▶ _Stated goal_
Gather each line of the records below that contains the word "wristwatch", and copy those lines without any changes.

▶ _Source records_
╔══

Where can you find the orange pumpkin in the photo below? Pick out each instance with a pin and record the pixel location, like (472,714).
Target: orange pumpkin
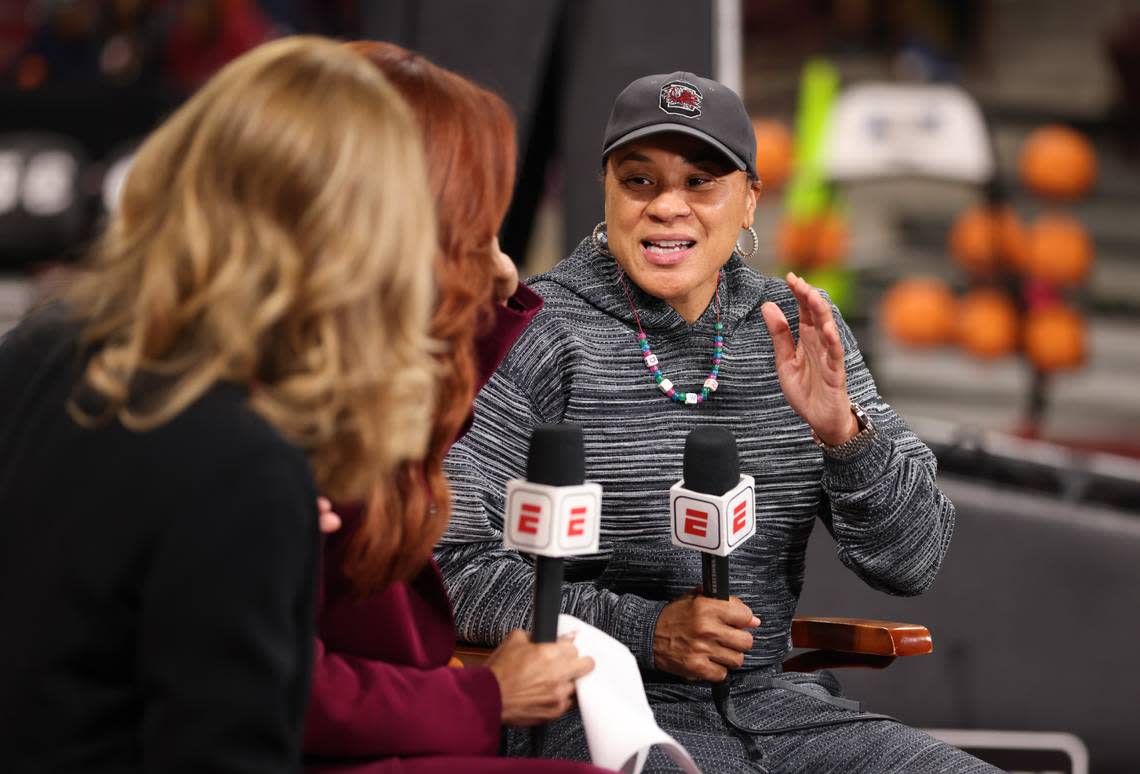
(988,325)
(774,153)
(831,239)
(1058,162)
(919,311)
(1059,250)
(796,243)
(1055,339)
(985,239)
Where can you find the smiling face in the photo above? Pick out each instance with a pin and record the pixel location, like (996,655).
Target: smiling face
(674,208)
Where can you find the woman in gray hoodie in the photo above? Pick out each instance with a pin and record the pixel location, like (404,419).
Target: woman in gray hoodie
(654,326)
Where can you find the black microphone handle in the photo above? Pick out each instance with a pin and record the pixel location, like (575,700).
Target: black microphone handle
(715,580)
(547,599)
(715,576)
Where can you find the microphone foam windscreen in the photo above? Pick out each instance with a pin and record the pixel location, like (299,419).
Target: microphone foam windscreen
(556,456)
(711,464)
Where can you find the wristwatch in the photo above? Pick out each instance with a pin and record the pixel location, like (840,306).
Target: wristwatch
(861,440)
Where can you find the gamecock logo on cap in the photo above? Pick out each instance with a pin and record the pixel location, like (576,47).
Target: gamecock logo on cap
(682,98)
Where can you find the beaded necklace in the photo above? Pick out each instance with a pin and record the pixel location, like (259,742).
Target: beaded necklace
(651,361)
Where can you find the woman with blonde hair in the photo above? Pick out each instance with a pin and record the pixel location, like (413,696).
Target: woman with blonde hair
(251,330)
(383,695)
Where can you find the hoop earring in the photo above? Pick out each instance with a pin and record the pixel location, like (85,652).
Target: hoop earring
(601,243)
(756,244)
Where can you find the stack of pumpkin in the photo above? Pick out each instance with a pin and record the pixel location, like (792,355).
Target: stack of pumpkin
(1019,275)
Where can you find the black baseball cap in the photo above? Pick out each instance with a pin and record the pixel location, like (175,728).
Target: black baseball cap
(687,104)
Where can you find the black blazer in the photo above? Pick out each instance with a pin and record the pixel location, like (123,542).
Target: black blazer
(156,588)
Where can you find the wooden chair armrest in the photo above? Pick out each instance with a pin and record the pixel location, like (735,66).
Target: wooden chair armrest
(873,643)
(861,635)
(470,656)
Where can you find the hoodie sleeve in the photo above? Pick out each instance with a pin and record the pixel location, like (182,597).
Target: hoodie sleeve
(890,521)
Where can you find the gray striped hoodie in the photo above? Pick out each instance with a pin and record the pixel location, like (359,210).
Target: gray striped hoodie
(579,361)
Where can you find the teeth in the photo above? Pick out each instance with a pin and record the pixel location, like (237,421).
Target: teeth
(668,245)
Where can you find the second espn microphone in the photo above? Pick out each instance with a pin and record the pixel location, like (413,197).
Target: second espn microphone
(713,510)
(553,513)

╚══
╔══

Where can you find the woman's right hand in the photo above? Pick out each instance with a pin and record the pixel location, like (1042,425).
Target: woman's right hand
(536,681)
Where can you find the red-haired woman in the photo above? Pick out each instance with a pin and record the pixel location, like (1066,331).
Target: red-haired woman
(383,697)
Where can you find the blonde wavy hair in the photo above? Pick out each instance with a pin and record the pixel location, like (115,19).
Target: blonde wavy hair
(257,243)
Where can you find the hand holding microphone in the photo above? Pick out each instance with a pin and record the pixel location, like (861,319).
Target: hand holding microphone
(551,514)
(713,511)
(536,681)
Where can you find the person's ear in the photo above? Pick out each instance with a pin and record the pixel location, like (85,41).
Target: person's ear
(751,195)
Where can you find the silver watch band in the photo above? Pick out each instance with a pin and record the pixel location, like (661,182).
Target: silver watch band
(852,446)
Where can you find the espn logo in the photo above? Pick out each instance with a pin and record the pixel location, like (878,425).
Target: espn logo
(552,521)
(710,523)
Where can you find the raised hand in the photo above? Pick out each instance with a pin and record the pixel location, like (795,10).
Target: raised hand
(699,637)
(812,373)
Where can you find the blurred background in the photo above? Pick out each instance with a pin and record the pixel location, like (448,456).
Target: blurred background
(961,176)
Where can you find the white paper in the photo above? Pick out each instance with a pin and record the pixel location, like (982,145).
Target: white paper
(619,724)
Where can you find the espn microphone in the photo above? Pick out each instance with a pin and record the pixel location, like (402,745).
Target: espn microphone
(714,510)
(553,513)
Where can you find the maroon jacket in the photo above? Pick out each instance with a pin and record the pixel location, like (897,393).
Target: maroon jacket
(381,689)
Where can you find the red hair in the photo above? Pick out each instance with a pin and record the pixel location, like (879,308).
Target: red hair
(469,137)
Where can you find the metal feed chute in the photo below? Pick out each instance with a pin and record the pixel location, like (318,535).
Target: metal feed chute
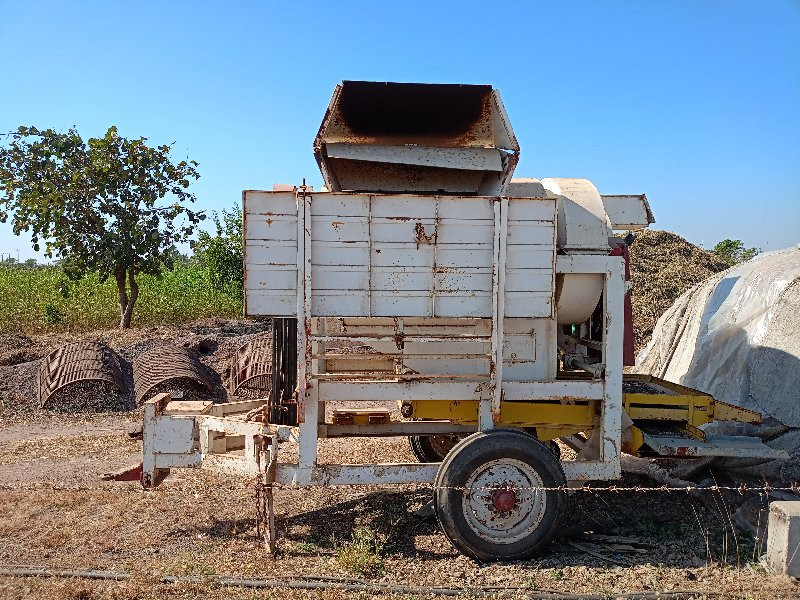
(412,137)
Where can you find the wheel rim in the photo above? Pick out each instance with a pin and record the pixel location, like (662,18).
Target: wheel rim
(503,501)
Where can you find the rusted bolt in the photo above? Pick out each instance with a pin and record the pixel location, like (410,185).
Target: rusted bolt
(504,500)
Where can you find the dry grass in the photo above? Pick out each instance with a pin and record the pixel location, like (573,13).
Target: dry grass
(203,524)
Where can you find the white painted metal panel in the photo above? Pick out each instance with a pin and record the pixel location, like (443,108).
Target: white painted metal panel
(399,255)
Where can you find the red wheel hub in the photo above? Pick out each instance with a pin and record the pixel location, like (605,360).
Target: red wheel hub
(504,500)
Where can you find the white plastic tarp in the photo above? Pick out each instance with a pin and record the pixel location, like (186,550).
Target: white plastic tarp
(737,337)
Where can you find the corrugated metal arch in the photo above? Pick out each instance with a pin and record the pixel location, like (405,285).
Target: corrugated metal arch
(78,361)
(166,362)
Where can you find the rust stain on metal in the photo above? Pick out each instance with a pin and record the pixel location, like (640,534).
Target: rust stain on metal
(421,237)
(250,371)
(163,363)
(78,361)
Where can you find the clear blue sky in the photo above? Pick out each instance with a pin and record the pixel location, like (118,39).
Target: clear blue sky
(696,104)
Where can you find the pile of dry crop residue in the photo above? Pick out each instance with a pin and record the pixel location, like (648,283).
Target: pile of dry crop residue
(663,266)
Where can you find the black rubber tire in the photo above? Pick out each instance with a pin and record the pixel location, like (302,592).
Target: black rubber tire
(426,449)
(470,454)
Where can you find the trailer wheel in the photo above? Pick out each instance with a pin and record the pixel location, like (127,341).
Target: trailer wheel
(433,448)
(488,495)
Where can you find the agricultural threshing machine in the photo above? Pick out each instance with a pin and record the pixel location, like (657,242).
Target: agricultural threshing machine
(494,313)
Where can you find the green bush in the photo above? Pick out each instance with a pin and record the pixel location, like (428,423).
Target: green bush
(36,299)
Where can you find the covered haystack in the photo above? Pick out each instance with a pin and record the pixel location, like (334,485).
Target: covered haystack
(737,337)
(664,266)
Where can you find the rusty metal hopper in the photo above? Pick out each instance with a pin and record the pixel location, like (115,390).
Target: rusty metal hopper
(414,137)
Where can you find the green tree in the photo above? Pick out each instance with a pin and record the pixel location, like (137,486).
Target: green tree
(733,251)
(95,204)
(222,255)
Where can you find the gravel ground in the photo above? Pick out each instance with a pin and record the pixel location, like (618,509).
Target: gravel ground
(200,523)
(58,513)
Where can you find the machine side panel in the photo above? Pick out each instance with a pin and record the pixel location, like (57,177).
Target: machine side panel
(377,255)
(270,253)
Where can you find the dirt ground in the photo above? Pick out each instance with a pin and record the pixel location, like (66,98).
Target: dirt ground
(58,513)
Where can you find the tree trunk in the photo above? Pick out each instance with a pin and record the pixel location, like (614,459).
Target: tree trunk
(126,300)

╚══
╔══

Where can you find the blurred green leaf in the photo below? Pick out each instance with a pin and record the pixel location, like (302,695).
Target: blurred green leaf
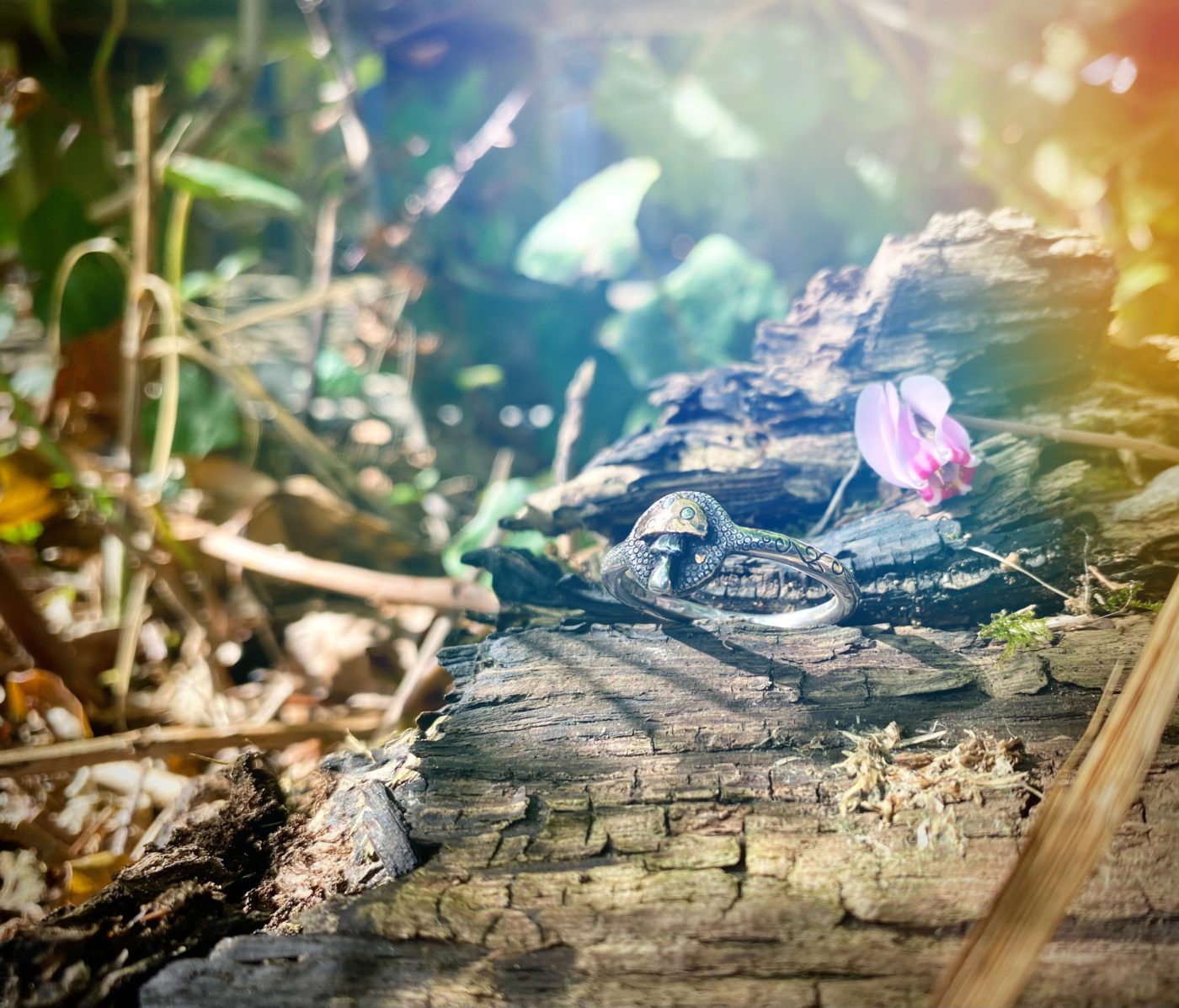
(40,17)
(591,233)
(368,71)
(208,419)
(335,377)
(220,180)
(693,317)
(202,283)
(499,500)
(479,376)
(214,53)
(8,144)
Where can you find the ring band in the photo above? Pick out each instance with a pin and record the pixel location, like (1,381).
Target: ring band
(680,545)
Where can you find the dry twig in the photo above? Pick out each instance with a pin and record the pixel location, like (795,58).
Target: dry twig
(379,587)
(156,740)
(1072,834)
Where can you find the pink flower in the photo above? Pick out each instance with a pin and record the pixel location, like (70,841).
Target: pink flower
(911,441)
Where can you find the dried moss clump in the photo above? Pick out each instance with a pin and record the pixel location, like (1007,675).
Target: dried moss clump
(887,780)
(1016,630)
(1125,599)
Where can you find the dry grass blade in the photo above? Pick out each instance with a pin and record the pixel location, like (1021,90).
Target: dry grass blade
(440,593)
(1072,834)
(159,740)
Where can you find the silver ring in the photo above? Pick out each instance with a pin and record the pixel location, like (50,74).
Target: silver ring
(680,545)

╚══

▶ _Exercise response_
Where can you find the wristwatch in the photo above? Pick out each instance with a pin and record the pixel location, like (840,306).
Target: wristwatch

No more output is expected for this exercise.